Sección del texto
====================

A los colombianos nos gusta conversar. De manera espontánea, callejera y cotidiana, tenemos cierta disposición y manera de encontrarnos, incluso con completos desconocidos, eso muestra el gusto que las personas de este país tenemos por hablar con otros. Hablamos largo y de manera elaborada, hay expresividad en la forma como conversamos, algunos dirán que es excesiva, pero al menos es entretenida.

El año pasado, durante algunas reuniones metodológicas entre los equipos de las iniciativas de diálogo ciudadano Tenemos que hablar de Chile y Tenemos que hablar Colombia, los investigadores caímos en cuenta de que lo que un chileno decía en unas siete palabras en promedio, le tomaba unas siete frases, algo más de cuarenta palabras, a un colombiano. Ahora en nuestras conversaciones, aunque son comunes, solemos evitar ciertos temas.

Una encuesta todavía inédita, y adelantada hace poco por Tenemos que hablar Colombia, encontró que al menos la mitad de los encuestados prefieren evitar las conversaciones sobre política y religión (el fútbol también aparece, para validar el viejo dicho, aunque algunos puestos más abajo).

Algo similar encontró hace algunos años la encuesta del Latinobarómetro, en dónde el 53% de los colombianos señalaron que “no suelen expresar sus opiniones sobre el país”, y el 75% que creía que las demás personas “no suelen expresar lo que realmente piensan cuando hablan de política”.

Este matiz sobre las conversaciones que tenemos los colombianos es muy importante. Hay un capital cultural relevante, pero quizá se podrían mejorar los resultados sociales si estuviéramos acompañados por escenarios y capacidades que nos permitan hablar sobre lo que no hablamos con otros. Además, esas conversaciones pueden tener efectos muy positivos en los miembros de las sociedades en las que se producen.

Precisamente, durante las más de 1.400 sesiones de conversación de Tenemos que hablar Colombia, la Universidad Eafit adelantó un experimento para medir los efectos que participar en estos espacios tenían en las personas.

En las conversaciones había cinco colombianos que no se conocían y debían hablar sobre lo que querían cambiar, mejorar y mantener en Colombia. Duraban unas dos horas y, por la metodología, cuando las personas intervenían tenían buen tiempo y la atención de los demás. La moderación del espacio era amorosa, pero muy estructurada, reduciendo al mínimo los riesgos de generar discusiones que se salieran de control.

====================

Explore el material
(1) Responda con base en el texto sobre la manera de conversar de los colombianos:
(a) ¿En cuántas palabras, en promedio, decía algo un chileno según las observaciones de los investigadores?
(b) ¿Qué porcentaje de colombianos afirmó en la encuesta del Latinobarómetro que "no suelen expresar sus opiniones sobre el país"?
(c) ¿Cuántas personas participaban en cada conversación de Tenemos que hablar Colombia y cuánto duraba aproximadamente cada sesión?
(2) Prosiga el texto sobre la manera de conversar de los colombianos a partir de su última oración.

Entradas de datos

====================

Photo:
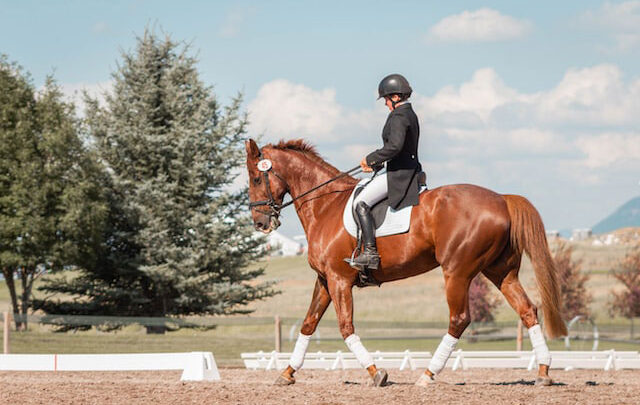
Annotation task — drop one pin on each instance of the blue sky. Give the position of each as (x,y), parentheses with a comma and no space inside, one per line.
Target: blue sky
(539,99)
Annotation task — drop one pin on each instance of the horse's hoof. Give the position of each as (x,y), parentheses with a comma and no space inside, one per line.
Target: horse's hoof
(380,378)
(284,380)
(543,381)
(425,380)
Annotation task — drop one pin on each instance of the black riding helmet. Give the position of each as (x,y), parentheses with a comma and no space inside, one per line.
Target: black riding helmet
(394,84)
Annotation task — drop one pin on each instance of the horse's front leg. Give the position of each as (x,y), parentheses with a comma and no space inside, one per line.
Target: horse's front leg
(318,306)
(342,296)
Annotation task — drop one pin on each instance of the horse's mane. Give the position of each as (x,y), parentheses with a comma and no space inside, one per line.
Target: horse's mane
(306,148)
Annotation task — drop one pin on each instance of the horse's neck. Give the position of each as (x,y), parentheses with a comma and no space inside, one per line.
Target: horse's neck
(302,174)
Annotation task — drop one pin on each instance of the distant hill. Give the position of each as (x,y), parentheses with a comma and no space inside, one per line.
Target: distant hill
(626,216)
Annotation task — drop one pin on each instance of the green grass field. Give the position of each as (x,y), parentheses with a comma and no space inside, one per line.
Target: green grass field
(420,299)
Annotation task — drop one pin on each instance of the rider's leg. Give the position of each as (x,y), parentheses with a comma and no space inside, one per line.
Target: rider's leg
(375,191)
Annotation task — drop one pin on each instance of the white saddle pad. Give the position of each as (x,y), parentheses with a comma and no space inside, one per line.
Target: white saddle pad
(394,221)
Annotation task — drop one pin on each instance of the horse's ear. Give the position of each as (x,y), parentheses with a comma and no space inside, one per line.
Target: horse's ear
(252,148)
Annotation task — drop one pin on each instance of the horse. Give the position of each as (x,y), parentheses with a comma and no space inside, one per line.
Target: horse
(465,229)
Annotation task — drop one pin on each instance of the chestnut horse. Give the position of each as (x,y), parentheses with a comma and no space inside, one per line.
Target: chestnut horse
(463,228)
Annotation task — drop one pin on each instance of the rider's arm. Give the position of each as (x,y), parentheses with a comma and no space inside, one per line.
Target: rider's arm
(393,142)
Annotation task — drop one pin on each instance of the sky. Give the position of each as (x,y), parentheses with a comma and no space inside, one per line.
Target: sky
(538,98)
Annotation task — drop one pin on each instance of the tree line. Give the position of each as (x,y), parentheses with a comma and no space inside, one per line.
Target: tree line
(126,211)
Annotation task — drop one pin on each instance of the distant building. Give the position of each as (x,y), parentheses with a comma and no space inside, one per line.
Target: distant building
(552,235)
(580,234)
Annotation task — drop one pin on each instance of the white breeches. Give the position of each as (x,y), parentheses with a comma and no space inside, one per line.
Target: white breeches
(374,191)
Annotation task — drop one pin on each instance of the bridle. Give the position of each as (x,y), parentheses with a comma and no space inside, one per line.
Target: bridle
(275,207)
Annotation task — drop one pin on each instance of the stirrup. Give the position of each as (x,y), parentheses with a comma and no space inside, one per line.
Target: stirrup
(366,279)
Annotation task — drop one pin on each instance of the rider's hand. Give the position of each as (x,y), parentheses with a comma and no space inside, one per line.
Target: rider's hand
(365,167)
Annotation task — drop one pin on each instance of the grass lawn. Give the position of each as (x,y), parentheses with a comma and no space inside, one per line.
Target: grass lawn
(420,299)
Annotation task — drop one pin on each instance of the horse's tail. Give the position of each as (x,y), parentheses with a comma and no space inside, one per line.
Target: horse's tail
(527,233)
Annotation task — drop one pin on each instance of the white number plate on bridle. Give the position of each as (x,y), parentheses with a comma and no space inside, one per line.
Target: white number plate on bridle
(264,165)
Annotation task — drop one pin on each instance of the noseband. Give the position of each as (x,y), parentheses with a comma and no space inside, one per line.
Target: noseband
(264,165)
(271,203)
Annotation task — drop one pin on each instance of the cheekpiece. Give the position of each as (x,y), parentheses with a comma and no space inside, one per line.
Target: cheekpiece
(264,165)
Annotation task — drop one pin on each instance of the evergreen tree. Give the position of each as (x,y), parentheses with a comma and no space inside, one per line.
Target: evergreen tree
(178,243)
(51,209)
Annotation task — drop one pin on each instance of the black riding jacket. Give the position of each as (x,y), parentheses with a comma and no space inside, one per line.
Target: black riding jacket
(400,135)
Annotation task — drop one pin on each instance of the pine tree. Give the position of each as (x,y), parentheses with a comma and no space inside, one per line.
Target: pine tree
(178,243)
(573,289)
(51,209)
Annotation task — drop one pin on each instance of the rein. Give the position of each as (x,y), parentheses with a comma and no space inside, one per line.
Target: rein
(271,202)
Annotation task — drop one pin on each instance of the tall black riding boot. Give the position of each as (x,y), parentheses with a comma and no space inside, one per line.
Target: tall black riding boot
(369,258)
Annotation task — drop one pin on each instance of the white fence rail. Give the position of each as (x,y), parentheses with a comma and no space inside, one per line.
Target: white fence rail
(606,360)
(195,366)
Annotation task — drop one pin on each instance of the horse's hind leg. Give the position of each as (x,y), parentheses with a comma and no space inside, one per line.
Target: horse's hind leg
(318,306)
(505,276)
(457,290)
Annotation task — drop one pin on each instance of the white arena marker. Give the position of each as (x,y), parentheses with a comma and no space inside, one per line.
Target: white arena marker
(201,366)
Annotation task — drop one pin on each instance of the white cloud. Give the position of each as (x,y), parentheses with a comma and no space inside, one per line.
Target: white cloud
(621,21)
(611,148)
(483,25)
(476,98)
(283,109)
(233,21)
(596,96)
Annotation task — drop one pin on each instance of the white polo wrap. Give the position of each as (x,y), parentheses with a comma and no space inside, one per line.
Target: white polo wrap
(355,345)
(444,350)
(539,345)
(297,357)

====================

Respuestas numeradas
(1)
(a) En unas siete palabras.
(b) El 53%.
(c) Cinco colombianos que no se conocían; duraba unas dos horas.

(2)
El experimento se centraba en determinar si participar en la conversación mejoraba la percepción que las personas tenían de los demás, o si afectaba la confianza interpersonal. En efecto, entre los participantes y el grupo de control (quienes aún no conversaban) había una diferencia de 25 puntos porcentuales en qué tanto confiaban en otras personas.

El resultado se mantenía en el tiempo, una semana después, en una segunda medición. La diferencia en la confianza en otros de participantes y no-participantes seguía siendo de más de 20 puntos porcentuales (Tenemos que hablar Colombia, 2022).

En 2023, durante el proceso de diálogo de Hablemos Medellín, se realizó un experimento similar, pero este buscaba medir si estar en espacios de conversación tenía algún efecto sobre las percepciones de polarización de los participantes.

El cambio fue menos pronunciado que en la confianza, pero igualmente relevante. El 38,6% de un grupo de participantes señaló que, antes de las conversaciones, la ciudadanía de Medellín estaba muy polarizada frente a temas relevantes para la ciudad. Ese porcentaje se redujo al 31,3% al finalizar los espacios, igual que la percepción de que la polarización dificulta el diálogo o afecta la confianza (Hablemos Medellín, 2023).

Ambos son resultados alentadores, que reafirman la apuesta de seguir abriendo y propiciando espacios de conversación entre los colombianos por las siguientes razones:

Primero, para hacer uso de esa “prima conversacional” que tenemos, el que nos guste hablar con otros es un rasgo cultural que facilita estas iniciativas. Segundo, señala la necesidad de abrir espacios en los que las personas puedan hablar de lo que hablan poco: los asuntos públicos, sus ideas para resolverlos y sus opiniones y perspectivas políticas. Tercero, participar activamente en conversaciones de esta naturaleza (con propósito colectivo y reglas claras) puede tener efectos muy positivos en qué tanto confiamos en otros y qué tan polarizados creemos que estamos.

Las tres son razones por las que vale la pena seguir insistiendo en que conversar es mejor.